Given data START

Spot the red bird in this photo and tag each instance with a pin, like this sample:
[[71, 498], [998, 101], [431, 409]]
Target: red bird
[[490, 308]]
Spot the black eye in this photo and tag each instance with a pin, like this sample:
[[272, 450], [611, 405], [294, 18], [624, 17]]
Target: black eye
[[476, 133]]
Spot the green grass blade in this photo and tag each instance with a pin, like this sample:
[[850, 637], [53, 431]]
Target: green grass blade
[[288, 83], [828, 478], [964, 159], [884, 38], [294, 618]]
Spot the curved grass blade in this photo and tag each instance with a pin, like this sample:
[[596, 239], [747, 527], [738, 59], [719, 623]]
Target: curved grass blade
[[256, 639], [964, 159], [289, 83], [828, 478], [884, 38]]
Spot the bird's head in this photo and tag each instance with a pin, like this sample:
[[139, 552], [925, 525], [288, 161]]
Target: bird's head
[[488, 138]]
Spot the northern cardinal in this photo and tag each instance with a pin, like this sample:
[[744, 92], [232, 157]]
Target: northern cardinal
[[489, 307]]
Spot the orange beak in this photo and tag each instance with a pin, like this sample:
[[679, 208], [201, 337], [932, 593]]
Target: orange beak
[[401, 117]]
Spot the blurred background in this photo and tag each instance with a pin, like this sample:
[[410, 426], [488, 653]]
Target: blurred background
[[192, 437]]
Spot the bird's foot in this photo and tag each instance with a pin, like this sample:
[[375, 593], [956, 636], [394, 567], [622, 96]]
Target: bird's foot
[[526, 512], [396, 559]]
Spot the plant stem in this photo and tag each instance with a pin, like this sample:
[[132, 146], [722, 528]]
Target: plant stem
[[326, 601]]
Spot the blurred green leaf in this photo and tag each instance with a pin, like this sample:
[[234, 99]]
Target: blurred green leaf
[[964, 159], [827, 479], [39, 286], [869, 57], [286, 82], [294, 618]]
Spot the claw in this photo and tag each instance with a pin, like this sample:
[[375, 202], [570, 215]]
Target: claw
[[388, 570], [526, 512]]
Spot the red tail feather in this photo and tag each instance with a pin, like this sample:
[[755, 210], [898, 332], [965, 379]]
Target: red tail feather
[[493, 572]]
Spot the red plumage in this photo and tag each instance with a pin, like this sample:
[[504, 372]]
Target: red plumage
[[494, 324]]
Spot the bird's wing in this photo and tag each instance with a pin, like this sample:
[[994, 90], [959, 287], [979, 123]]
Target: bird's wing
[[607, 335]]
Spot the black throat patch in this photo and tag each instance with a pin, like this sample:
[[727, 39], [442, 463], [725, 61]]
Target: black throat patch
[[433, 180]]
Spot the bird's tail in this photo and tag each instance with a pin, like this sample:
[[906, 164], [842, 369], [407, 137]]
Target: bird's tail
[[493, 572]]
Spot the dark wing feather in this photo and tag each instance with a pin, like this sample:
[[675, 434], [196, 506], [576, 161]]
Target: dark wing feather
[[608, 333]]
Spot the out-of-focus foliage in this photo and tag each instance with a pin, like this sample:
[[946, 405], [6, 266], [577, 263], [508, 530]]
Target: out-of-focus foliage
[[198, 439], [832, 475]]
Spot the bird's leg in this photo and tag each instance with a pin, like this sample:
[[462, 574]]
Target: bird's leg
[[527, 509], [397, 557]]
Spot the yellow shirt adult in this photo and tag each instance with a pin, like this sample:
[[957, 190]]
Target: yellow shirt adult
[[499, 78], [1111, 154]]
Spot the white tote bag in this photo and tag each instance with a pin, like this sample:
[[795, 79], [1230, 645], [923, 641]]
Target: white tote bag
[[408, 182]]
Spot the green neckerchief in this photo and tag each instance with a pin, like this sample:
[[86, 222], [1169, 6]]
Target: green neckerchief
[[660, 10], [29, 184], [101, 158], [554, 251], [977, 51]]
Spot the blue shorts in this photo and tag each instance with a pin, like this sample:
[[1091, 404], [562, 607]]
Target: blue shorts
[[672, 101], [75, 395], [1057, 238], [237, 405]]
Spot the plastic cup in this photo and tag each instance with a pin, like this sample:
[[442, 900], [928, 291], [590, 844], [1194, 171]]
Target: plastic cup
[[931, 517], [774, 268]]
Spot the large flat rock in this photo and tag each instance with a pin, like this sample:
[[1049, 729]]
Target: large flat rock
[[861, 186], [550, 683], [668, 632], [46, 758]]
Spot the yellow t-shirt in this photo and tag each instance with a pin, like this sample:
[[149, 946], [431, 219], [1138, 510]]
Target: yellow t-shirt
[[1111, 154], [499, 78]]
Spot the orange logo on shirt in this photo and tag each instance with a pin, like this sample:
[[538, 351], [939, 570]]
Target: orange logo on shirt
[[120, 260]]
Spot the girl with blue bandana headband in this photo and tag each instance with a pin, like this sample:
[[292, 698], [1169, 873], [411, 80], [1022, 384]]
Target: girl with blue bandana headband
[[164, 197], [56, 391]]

Given data END

● What is required
The required response is a complete, exact copy of the records.

● Result of this task
Spot the red bird in this photo and tag each instance with a pin, like this sample:
[[71, 498], [998, 101], [431, 409]]
Target: red bird
[[490, 308]]
Spot the black eye in this photo and tag each instance with a pin, like this sample:
[[272, 450], [611, 405], [294, 18], [624, 17]]
Target: black eye
[[476, 133]]
Spot the green grass blade in this photo and tag each instance with a pin, like this sample:
[[850, 637], [53, 431]]
Target: green grass blade
[[288, 83], [828, 478], [964, 159], [884, 38], [294, 618]]
Spot the curved grass blade in this photo and tag each instance with a pin, like this sample:
[[596, 239], [747, 527], [738, 59], [719, 623]]
Target: curved grass blade
[[256, 639], [964, 159], [289, 83], [828, 478], [884, 38]]
Spot the bird's head in this photo and tag each instance with a pin, like this sample:
[[139, 552], [925, 525], [288, 161]]
Target: bird's head
[[488, 138]]
Spot the northern cardinal in this photo and tag each instance with a pin, like this sample:
[[744, 92], [232, 157]]
Target: northern cardinal
[[489, 307]]
Spot the orange beak in this photo and tag each instance with a pin, like this sample:
[[679, 208], [201, 337], [932, 593]]
Target: orange beak
[[401, 117]]
Spot the blurred background in this photo and tag each instance with a pin, like this sample:
[[410, 426], [488, 653]]
Target: blurred background
[[192, 437]]
Spot the bird's foot in this photo and tag each instance with a pin, like this sample:
[[375, 593], [956, 636], [394, 567], [622, 96]]
Target: bird's foot
[[526, 512], [396, 559]]
Spot the plant stem in this photo and tag each instance with a pin, like this sample:
[[132, 146], [722, 528]]
Target: plant stem
[[326, 601]]
Spot the blurred green leaf in this photo and tag each instance with a pin, like this sample:
[[234, 99]]
Target: blurred green leaf
[[964, 159], [827, 479], [39, 286], [869, 57], [286, 82], [294, 618]]
Spot the claw in this photo and tag each instance with a pin, like this sample:
[[375, 202], [570, 215]]
Target: claw
[[388, 570], [526, 512]]
Spot the red tail feather in this photo and tag each instance with a pin, like this sample:
[[755, 210], [898, 332], [965, 379]]
Target: red tail feather
[[493, 572]]
Spot the red plumage in this photo and tag each instance with a pin, like this sample:
[[504, 372]]
Target: red plumage
[[494, 324]]
Spot the bird's wing in this photo and tag each instance with a pin, like this sample:
[[994, 90], [959, 287], [979, 123]]
Target: bird's wing
[[607, 335]]
Spot the black throat patch in this photo and tag each instance with a pin, like this sample:
[[727, 39], [442, 463], [725, 61]]
Target: black throat patch
[[433, 180]]
Spot the bird's tail in this photo and tag each instance with a pin, like this sample:
[[906, 164], [842, 369], [407, 137]]
Target: bird's tail
[[493, 572]]
Spot the dark wing feather in this photo and tag each instance with a pin, like this sample:
[[675, 434], [196, 506], [576, 161]]
Target: dark wing feather
[[608, 333]]
Spot the out-of-focus foliage in this photo and tag each instance with a pin, like this sample:
[[946, 405], [6, 266], [577, 263], [508, 530]]
Target: out-of-focus foliage
[[198, 439], [832, 475]]
Spot the bird's leg in this photo and tag each instance with a pin, like this sample:
[[462, 574]]
Target: bird's leg
[[527, 509], [397, 557]]
Spot the yellow shirt adult in this photo and tag each instance with a pin, like this sample:
[[957, 190]]
Target: yellow shirt adult
[[499, 78], [1111, 154]]
Spot the white tote bag in this photo and tag each instance with a pin, like this sample:
[[795, 79], [1230, 645], [923, 641]]
Target: white tote bag
[[408, 182]]
Spot the green neckerchief in this photo and tag each instance with a pin, like this sample:
[[86, 222], [1169, 6]]
Target: green neckerchief
[[660, 10], [29, 184], [101, 158], [554, 251], [977, 51]]
Spot the blue shorts in this photo and tag each instance with a pin, like this sample:
[[1091, 404], [562, 607]]
Target: blue shorts
[[672, 101], [75, 395], [1057, 238], [237, 405]]
Spot the plastic cup in this photo and tag each instance with a pin, like this sample:
[[442, 900], [928, 291], [590, 844], [1194, 171]]
Target: plastic cup
[[931, 517], [774, 268]]
Spot the large flat rock in this photo and tag each instance with a pin, like this sample:
[[1049, 729]]
Target: large flat rock
[[861, 186], [550, 683], [668, 632], [46, 758]]
Spot the yellow t-shirt in this photo and tag each instance with a pin, like this sample:
[[149, 946], [431, 219], [1138, 510]]
Target: yellow t-shirt
[[1111, 154], [499, 78]]
Spot the orange logo on shirt in this photo and tag each instance with a pin, like this sample:
[[538, 351], [939, 570]]
Target: orange logo on shirt
[[120, 260]]
Spot the girl with blue bandana headband in this photo and tag each instance with a pin, like this sample:
[[292, 698], [1169, 873], [411, 80], [1022, 384]]
Target: girl with blue bandana headband
[[164, 197], [56, 391]]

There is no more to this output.